Documento:
§ §

Por ello es que cuando le comenté sobre esa fórmula litúrgica de la que siempre echo mano, Lorena me aseguró que con Caula no funciona porque su mirada sobre la ciudad es cálida y cándida, es una mirada que “establece una dramaturgia vinculante, un carácter narrativo que envuelve” porque se encuentra lleno de “mucho enigma, pero también de mucha certeza, y sobre todo de intuición”.

En este punto no consigo evitar una comparación con el registro urbano realizado por Leo Matiz, fotógrafo colombiano que trabajó en Venezuela y con quien Caula tuvo relación estrecha. Matiz ejerció el reporterismo gráfico y es considerado un renovador del fotoperiodismo. La comparación que hago parte de las desigualdades, pues si bien es probable que la proximidad a Leo Matiz haya posibilitado el ingreso de Caula en el terreno del fotoperiodismo y en el del registro urbano (Caula venía de una importante trayectoria en la fotografía cinematográfica argentina, había trabajado durante 7 años haciendo foto fija para S.A. Lumiton Cinematográfica Argentina), en Matiz se observa mayor sujeción al formalismo técnico, además de una importante carga esteticista al momento de componer sus encuadres fotográficos.

§ §

Por hacer:
A – ¿Concuerdan con el texto sobre la fotografía de Caula estas afirmaciones? (i) Caula trabajó siete años haciendo foto fija para S.A. Lumiton Cinematográfica Argentina. (ii) Leo Matiz era un fotógrafo venezolano. (iii) Según Lorena, la mirada de Caula sobre la ciudad es fría y distante. Responde sí o no a cada una y cita las palabras del texto que lo deciden.
B – Según el texto sobre la fotografía de Caula, ¿quién es considerado un renovador del fotoperiodismo?
C – Prolonga el texto sobre la fotografía de Caula a partir de su última oración.

§ §

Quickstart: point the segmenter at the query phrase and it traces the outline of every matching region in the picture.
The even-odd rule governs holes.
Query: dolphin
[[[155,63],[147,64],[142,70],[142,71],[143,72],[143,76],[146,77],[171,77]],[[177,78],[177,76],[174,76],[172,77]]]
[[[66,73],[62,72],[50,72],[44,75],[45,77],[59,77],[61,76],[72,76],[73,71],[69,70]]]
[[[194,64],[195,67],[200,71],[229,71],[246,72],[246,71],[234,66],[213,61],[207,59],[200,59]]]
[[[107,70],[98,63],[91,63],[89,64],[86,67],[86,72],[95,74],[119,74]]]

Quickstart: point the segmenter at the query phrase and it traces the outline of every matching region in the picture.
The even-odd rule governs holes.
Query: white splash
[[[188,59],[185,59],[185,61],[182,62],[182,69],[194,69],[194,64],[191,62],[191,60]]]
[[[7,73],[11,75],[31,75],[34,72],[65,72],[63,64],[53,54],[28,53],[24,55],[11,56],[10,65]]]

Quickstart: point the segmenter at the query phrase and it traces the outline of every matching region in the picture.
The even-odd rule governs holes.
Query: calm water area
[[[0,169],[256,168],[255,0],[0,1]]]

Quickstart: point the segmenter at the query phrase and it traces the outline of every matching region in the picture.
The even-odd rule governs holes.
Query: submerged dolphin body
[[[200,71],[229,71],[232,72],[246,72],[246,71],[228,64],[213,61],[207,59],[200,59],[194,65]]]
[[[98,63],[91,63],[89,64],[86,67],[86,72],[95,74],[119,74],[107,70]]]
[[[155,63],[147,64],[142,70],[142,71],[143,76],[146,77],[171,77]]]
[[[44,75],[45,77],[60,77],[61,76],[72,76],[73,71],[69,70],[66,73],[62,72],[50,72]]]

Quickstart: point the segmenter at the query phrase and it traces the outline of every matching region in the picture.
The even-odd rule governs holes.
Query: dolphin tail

§ §

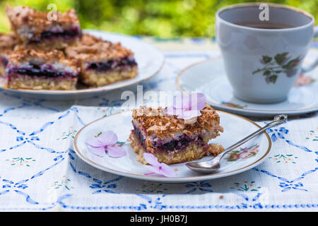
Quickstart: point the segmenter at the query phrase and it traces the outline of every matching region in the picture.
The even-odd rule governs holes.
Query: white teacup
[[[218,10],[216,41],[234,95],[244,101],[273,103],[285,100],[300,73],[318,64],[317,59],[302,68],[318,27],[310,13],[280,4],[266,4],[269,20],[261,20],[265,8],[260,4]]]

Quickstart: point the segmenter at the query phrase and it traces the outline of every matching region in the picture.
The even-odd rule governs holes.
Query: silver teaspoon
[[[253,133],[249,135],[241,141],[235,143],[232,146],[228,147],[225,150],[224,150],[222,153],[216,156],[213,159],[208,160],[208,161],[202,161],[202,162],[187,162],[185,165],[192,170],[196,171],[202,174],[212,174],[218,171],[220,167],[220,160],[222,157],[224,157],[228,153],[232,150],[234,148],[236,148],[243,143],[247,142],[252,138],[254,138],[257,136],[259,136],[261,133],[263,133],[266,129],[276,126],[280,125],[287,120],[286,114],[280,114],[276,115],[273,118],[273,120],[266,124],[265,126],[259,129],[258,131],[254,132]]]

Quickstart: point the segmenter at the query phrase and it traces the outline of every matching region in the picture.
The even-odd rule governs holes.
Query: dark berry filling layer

§ §

Respuestas esperadas:
A –
(i) Sí: "había trabajado durante 7 años haciendo foto fija para S.A. Lumiton Cinematográfica Argentina".
(ii) No: "fotógrafo colombiano que trabajó en Venezuela".
(iii) No: "su mirada sobre la ciudad es cálida y cándida".

B – Leo Matiz.

C –
De impecable factura y agudísima capacidad de observación, Matiz resulta un maestro formalista, mientras que Caula se atreve al desenfado, a la búsqueda renovadora en los aspectos técnicos y a un acto compositivo que persigue la innovación, y esto es particularmente apreciable en sus trabajos fotoperiodísticos (más cercanos, desde mi perspectiva, al modo de abordar el acontecimiento que inauguró el maestro de la “cámara cándida”, el alemán Erich Salomon) y en los publicitarios, donde Caula registra la escena total, es decir, el propio proceso de construcción de la imagen final como si se tratara de un making of, pero con la particularidad de que este registro no se reduce a una muestra del “cómo se hace”, sino que elabora una pieza con valor estético propio, independizada del producto publicitario, que funciona como una especie de contracampo del “hacer por encargo”.

Esta coyuntura experimentada por Caula nunca dejó de ubicarlo como “un hombre atormentado”, según revela el curador de arte José Antonio Navarrete, pero al mismo tiempo explica otra de las observaciones de Navarrete: “La finalidad de su trabajo estaba en el cultivo del oficio, más que en el resultado”. Y de esto deja Tito Caula constancia incontestable –reitero– con sus “making of”.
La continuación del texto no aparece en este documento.